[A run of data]
........

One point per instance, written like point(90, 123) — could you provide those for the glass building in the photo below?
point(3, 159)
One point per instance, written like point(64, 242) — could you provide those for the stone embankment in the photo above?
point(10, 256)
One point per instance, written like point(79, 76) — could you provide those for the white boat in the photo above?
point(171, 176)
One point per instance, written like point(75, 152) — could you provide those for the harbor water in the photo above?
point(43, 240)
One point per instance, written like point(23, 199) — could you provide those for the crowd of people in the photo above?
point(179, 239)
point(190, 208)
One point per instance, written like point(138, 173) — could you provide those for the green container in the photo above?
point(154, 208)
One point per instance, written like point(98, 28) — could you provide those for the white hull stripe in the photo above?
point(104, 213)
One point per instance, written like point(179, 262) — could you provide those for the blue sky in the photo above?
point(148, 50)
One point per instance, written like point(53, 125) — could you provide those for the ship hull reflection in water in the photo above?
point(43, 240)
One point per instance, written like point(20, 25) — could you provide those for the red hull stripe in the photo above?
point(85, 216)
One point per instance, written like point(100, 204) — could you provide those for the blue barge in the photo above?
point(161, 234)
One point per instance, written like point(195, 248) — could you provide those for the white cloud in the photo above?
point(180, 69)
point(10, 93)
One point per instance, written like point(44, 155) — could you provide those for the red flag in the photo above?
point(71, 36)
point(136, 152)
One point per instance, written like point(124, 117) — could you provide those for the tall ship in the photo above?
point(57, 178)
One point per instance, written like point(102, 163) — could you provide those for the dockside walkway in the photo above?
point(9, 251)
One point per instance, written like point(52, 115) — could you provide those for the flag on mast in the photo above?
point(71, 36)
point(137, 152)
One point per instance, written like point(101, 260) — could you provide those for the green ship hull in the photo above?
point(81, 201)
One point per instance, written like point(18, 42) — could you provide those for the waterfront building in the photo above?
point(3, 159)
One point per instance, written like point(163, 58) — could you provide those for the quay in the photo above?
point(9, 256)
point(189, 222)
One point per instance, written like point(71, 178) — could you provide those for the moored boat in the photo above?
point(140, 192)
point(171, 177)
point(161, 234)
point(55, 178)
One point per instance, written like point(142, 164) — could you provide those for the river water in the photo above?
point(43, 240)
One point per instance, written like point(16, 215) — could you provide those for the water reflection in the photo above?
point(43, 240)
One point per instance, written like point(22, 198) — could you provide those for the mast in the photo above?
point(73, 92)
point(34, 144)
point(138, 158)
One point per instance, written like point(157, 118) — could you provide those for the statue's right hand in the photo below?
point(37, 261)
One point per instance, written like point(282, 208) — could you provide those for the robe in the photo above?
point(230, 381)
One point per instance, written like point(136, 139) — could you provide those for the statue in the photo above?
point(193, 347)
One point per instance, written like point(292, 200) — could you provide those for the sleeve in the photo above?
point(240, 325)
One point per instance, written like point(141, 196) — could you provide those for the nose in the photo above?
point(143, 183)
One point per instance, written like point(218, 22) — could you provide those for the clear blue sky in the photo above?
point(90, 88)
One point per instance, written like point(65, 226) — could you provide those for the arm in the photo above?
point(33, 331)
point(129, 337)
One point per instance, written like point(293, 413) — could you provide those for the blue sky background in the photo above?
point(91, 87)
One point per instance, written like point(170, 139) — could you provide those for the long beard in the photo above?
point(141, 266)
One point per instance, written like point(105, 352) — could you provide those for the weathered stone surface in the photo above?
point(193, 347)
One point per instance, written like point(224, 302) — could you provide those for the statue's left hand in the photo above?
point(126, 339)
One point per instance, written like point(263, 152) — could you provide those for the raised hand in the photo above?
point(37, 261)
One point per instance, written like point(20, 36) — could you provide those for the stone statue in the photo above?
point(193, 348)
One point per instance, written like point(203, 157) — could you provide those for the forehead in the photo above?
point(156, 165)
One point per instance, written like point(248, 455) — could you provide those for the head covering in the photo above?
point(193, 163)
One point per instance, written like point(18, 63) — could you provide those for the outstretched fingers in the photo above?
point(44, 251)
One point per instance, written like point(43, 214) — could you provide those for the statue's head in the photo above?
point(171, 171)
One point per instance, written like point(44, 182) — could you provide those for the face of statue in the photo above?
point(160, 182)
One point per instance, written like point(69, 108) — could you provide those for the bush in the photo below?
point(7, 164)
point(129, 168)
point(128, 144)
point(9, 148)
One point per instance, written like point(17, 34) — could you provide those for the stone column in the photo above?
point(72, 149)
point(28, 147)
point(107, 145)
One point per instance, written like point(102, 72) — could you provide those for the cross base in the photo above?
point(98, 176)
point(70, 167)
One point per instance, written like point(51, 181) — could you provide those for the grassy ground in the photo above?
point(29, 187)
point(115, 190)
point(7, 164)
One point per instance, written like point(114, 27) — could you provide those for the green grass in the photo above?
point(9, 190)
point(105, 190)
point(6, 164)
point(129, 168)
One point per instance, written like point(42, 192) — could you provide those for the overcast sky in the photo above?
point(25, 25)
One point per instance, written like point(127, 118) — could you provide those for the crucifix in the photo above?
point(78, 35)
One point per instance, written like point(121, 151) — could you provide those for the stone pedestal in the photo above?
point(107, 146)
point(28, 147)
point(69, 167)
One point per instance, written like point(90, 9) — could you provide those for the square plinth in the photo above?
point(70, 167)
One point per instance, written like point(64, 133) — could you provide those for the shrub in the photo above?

........

▸ **TASK**
Copy out the part of the data above that runs from its first line through the line containing "point(190, 208)", with both ends included and the requests kept. Offset each coordinate in the answer points by 36, and leave the requests and their format samples unchanged.

▸ **RESPONSE TO THIS EXERCISE**
One point per instance, written like point(90, 123) — could you provide those for the glass building in the photo below?
point(39, 195)
One point per instance, written like point(64, 242) — could you provide those for the stone embankment in the photo above?
point(46, 292)
One point per instance, written like point(79, 76) — could you provide those for the white boat in the photo above?
point(207, 212)
One point per instance, written like point(75, 152) — could you provide those for the harbor water in the photo above?
point(79, 276)
One point per instance, written like point(23, 199) — could you provide those for the crowd of people in the photo above?
point(215, 275)
point(226, 244)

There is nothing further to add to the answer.